Rewrite each of the records, swapping "outer boundary" for "exterior ring" and changing nothing else.

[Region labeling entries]
----

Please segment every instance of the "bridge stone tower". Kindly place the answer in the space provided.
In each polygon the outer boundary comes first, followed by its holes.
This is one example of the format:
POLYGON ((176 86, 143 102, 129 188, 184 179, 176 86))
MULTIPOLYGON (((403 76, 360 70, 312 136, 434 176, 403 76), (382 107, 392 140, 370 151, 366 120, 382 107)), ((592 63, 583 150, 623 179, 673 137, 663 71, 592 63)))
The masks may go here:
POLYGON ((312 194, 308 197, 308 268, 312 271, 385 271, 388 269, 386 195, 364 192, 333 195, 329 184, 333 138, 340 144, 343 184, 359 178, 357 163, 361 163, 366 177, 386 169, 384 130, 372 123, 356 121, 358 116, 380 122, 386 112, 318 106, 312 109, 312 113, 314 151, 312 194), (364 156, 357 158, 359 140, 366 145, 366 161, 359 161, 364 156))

----

> THE REPLY
Please segment every instance of the "bridge stone tower". Kindly place the answer in the space provided.
In each polygon the exterior ring comes first, followed by its holes.
This is one example of the format:
POLYGON ((176 86, 143 102, 129 188, 184 179, 176 86))
MULTIPOLYGON (((403 76, 360 70, 312 136, 434 176, 403 76), (382 107, 392 140, 370 151, 366 120, 382 107)), ((592 63, 583 150, 623 179, 673 137, 663 71, 592 63)))
The masks may go here:
POLYGON ((312 194, 308 197, 308 268, 312 271, 385 271, 388 269, 386 195, 364 192, 333 195, 329 184, 333 138, 340 144, 343 184, 359 178, 357 163, 361 163, 366 177, 386 169, 384 130, 372 123, 356 121, 358 116, 380 122, 386 112, 318 106, 312 109, 312 113, 314 151, 312 194), (364 156, 357 158, 359 140, 366 145, 366 161, 359 161, 364 156))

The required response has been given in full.